Please set down the records below exactly as they appear.

### Saved data entries
----

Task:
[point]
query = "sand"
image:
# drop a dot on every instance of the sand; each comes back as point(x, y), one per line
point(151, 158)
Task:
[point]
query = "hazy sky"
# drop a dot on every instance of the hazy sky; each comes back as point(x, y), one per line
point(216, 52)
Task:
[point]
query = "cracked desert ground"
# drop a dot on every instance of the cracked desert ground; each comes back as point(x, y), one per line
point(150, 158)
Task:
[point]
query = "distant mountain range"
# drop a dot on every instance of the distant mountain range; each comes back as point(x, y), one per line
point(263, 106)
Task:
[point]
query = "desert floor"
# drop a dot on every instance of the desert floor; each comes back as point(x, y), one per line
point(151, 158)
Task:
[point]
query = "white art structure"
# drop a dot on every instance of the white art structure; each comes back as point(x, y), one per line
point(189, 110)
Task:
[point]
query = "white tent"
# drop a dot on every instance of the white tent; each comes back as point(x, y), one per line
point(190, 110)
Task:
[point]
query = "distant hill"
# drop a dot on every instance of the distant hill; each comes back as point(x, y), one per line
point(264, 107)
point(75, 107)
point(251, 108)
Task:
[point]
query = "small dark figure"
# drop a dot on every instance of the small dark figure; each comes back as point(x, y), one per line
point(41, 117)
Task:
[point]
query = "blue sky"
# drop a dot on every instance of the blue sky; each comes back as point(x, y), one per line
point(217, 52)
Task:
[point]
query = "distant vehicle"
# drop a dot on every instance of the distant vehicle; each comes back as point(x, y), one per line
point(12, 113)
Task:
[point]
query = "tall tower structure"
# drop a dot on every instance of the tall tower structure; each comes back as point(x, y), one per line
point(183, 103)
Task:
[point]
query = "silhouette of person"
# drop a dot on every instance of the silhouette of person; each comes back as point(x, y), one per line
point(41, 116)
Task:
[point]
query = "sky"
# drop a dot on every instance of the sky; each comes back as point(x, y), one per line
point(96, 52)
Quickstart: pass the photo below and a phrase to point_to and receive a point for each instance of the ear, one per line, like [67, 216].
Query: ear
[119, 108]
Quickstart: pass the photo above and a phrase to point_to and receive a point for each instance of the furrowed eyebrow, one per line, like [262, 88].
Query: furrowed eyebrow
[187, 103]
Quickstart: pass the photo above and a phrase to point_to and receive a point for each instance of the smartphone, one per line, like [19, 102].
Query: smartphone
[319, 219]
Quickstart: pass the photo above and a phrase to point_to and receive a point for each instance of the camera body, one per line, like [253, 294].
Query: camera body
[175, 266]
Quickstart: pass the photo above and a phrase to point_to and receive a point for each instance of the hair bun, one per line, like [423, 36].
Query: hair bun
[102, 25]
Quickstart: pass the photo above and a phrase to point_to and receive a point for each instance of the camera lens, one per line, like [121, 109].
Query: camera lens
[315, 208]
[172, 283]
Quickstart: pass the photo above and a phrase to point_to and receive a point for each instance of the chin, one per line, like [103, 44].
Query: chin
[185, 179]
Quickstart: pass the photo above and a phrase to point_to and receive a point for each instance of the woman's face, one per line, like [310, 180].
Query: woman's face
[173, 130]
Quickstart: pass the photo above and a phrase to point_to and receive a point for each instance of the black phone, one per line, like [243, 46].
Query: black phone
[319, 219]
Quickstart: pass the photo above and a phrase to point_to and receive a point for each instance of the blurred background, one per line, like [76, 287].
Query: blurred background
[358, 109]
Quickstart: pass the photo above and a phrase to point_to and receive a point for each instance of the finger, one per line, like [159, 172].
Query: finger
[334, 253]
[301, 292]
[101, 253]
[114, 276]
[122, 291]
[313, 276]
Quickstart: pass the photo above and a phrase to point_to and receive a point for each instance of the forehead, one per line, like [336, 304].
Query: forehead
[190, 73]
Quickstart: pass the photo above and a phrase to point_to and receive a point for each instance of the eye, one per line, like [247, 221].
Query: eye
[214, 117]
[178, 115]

----

### Exercise output
Task:
[point]
query = "sand"
image:
# drop a dot on every instance of the sand; each comes back as point(x, y), one per line
point(151, 158)
Task:
[point]
query = "hazy sky"
# drop a dot on every instance of the hazy sky; each comes back as point(x, y), one per line
point(216, 52)
Task:
[point]
query = "cracked desert ground"
# drop a dot on every instance of the cracked desert ground; each comes back as point(x, y), one per line
point(150, 158)
Task:
[point]
query = "distant mountain range"
# drop a dot on every instance of the distant mountain range; each comes back as point(x, y), one per line
point(263, 106)
Task:
[point]
query = "desert floor"
# drop a dot on every instance of the desert floor; each comes back as point(x, y), one per line
point(151, 158)
Task:
[point]
query = "white art structure"
# drop a dot on every instance of the white art structure; each comes back as point(x, y), one per line
point(189, 110)
Task:
[point]
query = "white tent"
# drop a dot on every instance of the white tent; each comes back as point(x, y), one per line
point(190, 110)
Task:
[point]
query = "distant hill"
# drop a dot on every instance of the distant hill; each comes back as point(x, y), one per line
point(264, 107)
point(75, 107)
point(251, 108)
Task:
[point]
query = "small dark figure"
# drop a dot on every instance of the small dark figure; each comes back as point(x, y), one per line
point(41, 117)
Task:
[point]
query = "blue sky"
# drop a dot on every instance of the blue sky; each comes back as point(x, y), one per line
point(217, 52)
Task:
[point]
query = "distant vehicle"
# drop a dot on every instance of the distant vehicle; each comes back as point(x, y), one per line
point(12, 113)
Task:
[point]
query = "tall tower structure"
# drop a dot on every instance of the tall tower structure; each comes back as point(x, y), one per line
point(183, 103)
Task:
[point]
query = "silhouette of person"
# drop a dot on every instance of the silhouette of person; each comes back as point(x, y), one per line
point(41, 116)
Task:
[point]
query = "sky"
# drop a dot on every instance of the sky; each comes back as point(x, y), one per line
point(96, 52)
Quickstart: pass the photo below and a phrase to point_to and receive a point for each instance of the ear, one per line, like [67, 216].
Query: ear
[119, 108]
Quickstart: pass the photo above and a phrase to point_to and receive a point for each instance of the furrowed eyebrow, one per line, like [262, 88].
Query: furrowed eyebrow
[187, 103]
Quickstart: pass the photo above and a phrase to point_to and receive a point for each instance of the smartphone, one per line, like [19, 102].
Query: smartphone
[319, 219]
Quickstart: pass the photo above and a phrase to point_to and receive a point for each instance of the camera body, one per line, like [253, 294].
Query: camera body
[175, 266]
Quickstart: pass the photo above and a phrase to point_to and receive a point for each instance of the hair bun, one per line, like [423, 36].
Query: hair bun
[102, 25]
Quickstart: pass the photo above and a phrase to point_to and receive a point for each instance of the camera lens, one per line, like [121, 109].
Query: camera lens
[315, 208]
[172, 283]
Quickstart: pass the photo above and a phrase to point_to and receive a point for each instance of the chin, one per line, like [103, 44].
Query: chin
[185, 179]
Quickstart: pass the photo above and a phrase to point_to and receive a point for each instance of the woman's face, one per line, like [310, 180].
Query: woman's face
[173, 130]
Quickstart: pass the photo above and a phrase to point_to and receive a point for each instance of the black phone, one per line, like [243, 46].
Query: black phone
[319, 219]
Quickstart: pass the photo above and a phrase to point_to and receive a point for each instance of the blurred background, one per line, like [76, 287].
Query: blurred background
[358, 109]
Quickstart: pass the photo above and a phrase to point_to and receive a point for each instance of the finger, one per line, like [159, 172].
Query: finger
[334, 253]
[301, 292]
[101, 253]
[114, 276]
[122, 291]
[313, 276]
Quickstart: pass the photo above and a phrase to point_to and receive a point for each instance of the forehead, one per line, like [336, 304].
Query: forehead
[190, 73]
Quickstart: pass the photo above and a phrase to point_to and receive a point for each instance of the eye, one per line, like [247, 221].
Query: eye
[214, 117]
[178, 115]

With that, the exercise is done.